What you have to do
Print the records below unchanged, every line in its original order.

Exercise input
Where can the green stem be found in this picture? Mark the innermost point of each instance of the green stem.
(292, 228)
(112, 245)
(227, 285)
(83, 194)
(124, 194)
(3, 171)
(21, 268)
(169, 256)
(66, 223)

Answer to this task
Where can the green stem be found in this picture? Mark the innermost point of each instance of the green stem.
(292, 228)
(112, 245)
(227, 285)
(83, 194)
(124, 194)
(3, 171)
(21, 268)
(169, 256)
(66, 223)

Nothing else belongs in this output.